### TEXT TO READ
DETAILED DESCRIPTION

In the following embodiments of the invention will be described. First of all, however, some terms will be defined and reference symbols are introduced.

m Number of time-domain signal samples forming a block to be transformed into the frequency domain
n(t) Time domain signal of Noise microphone (time discrete, digital signal)
v(t) Time domain signal of Voice microphone
w(t) Time domain voice signal after first step of noise reduction
u(t) Time domain voice signal after second step of noise reduction
W(f) Frequency domain signal of first-step noise-reduced voice signal (complex valued spectral amplitude)
U(f) Frequency domain signal of second-step noise-reduced voice signal
V(f) Frequency domain signal of Voice microphone signal
N(f) Frequency domain signal of Noise microphone signal
N*(f) conjugate complex of N(f)
|N(f)|²=N(f) N*(f), absolute square of N(f)
X Computational result of exponential smoothing of variable X: X _NEW=β X _OLD+(1−β)X under certain threshold conditions
β Decay parameter of exponential smoothing, 0<β<1
H(f) Complex-valued Noise Amplitude Transfer Function
h(t) Noise Response Function calculated by means of Inverse Fourier Transformation of H(f)

### RECORDS SHOWN

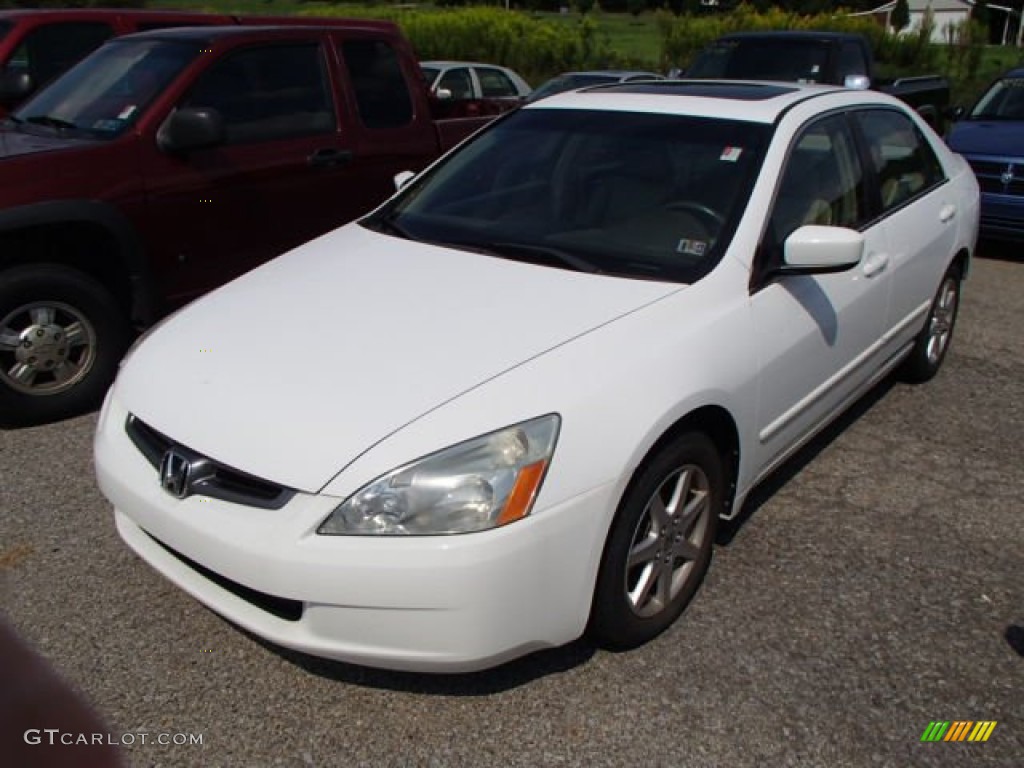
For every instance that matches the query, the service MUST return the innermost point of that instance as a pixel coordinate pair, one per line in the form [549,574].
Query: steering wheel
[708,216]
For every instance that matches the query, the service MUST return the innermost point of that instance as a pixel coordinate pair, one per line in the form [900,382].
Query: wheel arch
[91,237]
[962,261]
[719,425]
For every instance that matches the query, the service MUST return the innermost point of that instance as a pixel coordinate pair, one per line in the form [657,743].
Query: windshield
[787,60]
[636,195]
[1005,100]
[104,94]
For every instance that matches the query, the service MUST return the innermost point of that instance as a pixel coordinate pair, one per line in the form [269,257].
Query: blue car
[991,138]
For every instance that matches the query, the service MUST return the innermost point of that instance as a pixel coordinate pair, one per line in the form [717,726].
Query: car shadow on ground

### DESCRIPTION OF THE TASK
In the list of terms and reference symbols above, find every symbol whose definition calls it a frequency domain signal, and list those symbols.

### SOLUTION
W(f), U(f), V(f), N(f)